▶ [SELECTED EXTRACT]:
— START —

This project is the final requirement of the Reproducible Research Course offered in coursera.org, 1 of 9 courses under Data Science Specialization of John Hopkins University. Here we aim to describe the effect of severe weather events such as storms on public health and economics in United States. Specifically, the analysis should answer the two questions, 1.) across the United States, which types of events are most harmful with respect to population health? and 2.) which types of events have the greatest economic consequences? To answer these questions, we used the data U.S. National Oceanic and Atmospheric Administration’s (NOAA) storm database that tracks major storm and weather events in U.s. The database start in the year 1950 and end in November 2011.
In the analyses, we found that tornado is the most harmful weather events across United States with total casualties of 96,979 (fatalities+injuries), followed by excessive heat and thunderstorm wind. In terms of economic consequences, it’s found that flash flood has greatest impact with 68,203.78 billion dollars combined damage cost in properties and crops, and this followed by thunderstom wind and tornado.
We obtained the data of U.S. National Oceanic and Atmospheric Administration’s (NOAA) storm database from the course web site. It contained the characteristics of major storms and weather events in the United States, including when and where they occur, as well as estimates of any fatalities, injuries, and property damage from 1950 to November 2011.
Below are some of the documentations of the database: * National Weather Service * National Climatic Data Center Storm Events
We will be using the following packages to process and analyzed the data:
library(dplyr)
library(ggplot2)
library(cowplot)

— END —

▶ [TO BE DONE]:
[a] Rewrite the point labeling rows as a two-column CSV with the columns "request" and "answer", giving one line per row. Put each field in quotation marks, replace any line breaks with spaces, and omit the pictures.
[b] Extend the storm data report, starting right after its final line.
The storm data report and the point labeling rows are unrelated pieces of material.

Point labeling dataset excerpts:
— START —

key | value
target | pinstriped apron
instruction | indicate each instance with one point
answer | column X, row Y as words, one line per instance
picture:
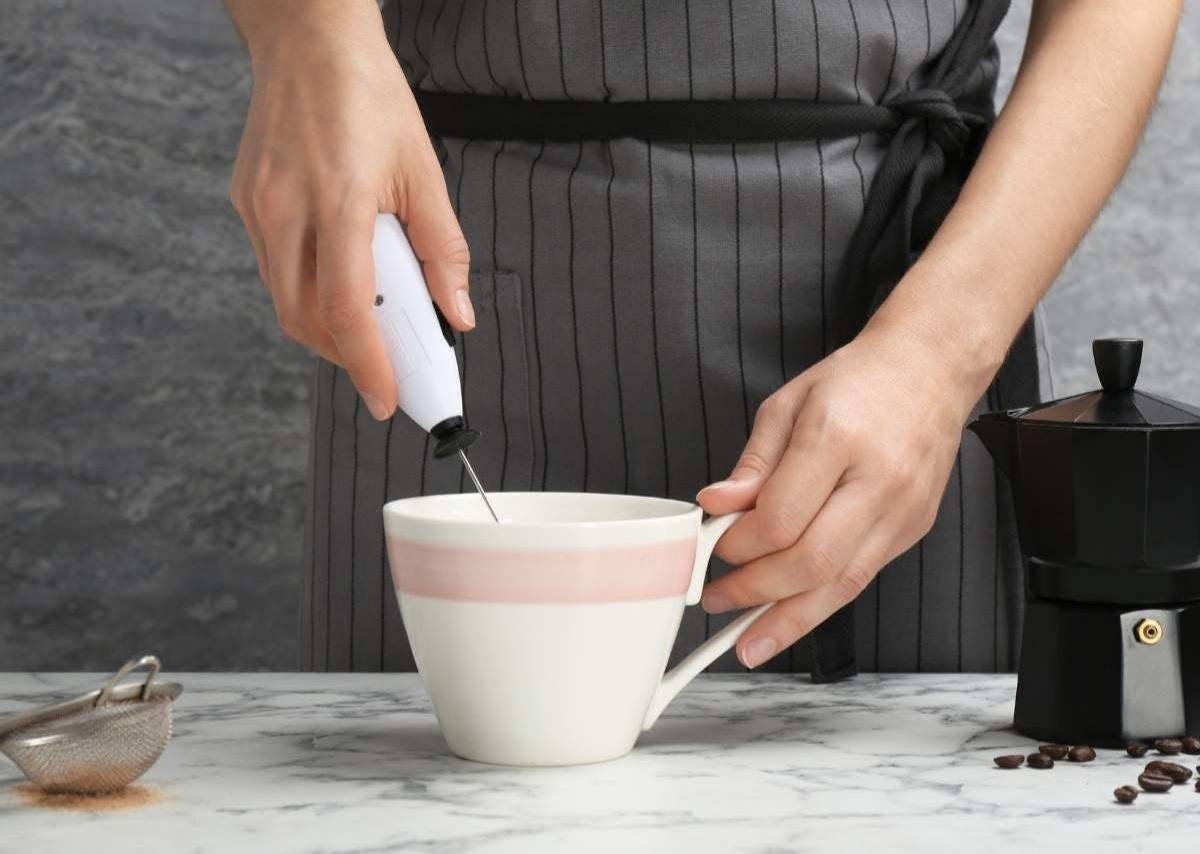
column 637, row 300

— END —

▶ [ANSWERS TO THE TASKS]:
[a]
request,answer
"key | value target | pinstriped apron instruction | indicate each instance with one point answer | column X, row Y as words, one line per instance picture:","column 637, row 300"

[b]
Since the data is in the form of a comma-separated-value file compressed via the bzip2 algorithm to reduce its size, we read the data using read.csv() function specificying the file that it is a bzip2 compressed.
storm_data<-read.csv(bzfile("repdata%2Fdata%2FStormData.csv.bz2"))
We can see that there are 902,297 observations with 37 variables.
dim(storm_data)
## [1] 902297 37
Since the project will focus only on the population health and economic consequences of the major storm and other severe weather events, we will make a subset from the Storm Data based on the available variables related to the analysis.
names(storm_data)
## [1] "STATE__" "BGN_DATE" "BGN_TIME" "TIME_ZONE" "COUNTY"
## [6] "COUNTYNAME" "STATE" "EVTYPE" "BGN_RANGE" "BGN_AZI"
## [11] "BGN_LOCATI" "END_DATE" "END_TIME" "COUNTY_END" "COUNTYENDN"
## [16] "END_RANGE" "END_AZI" "END_LOCATI" "LENGTH" "WIDTH"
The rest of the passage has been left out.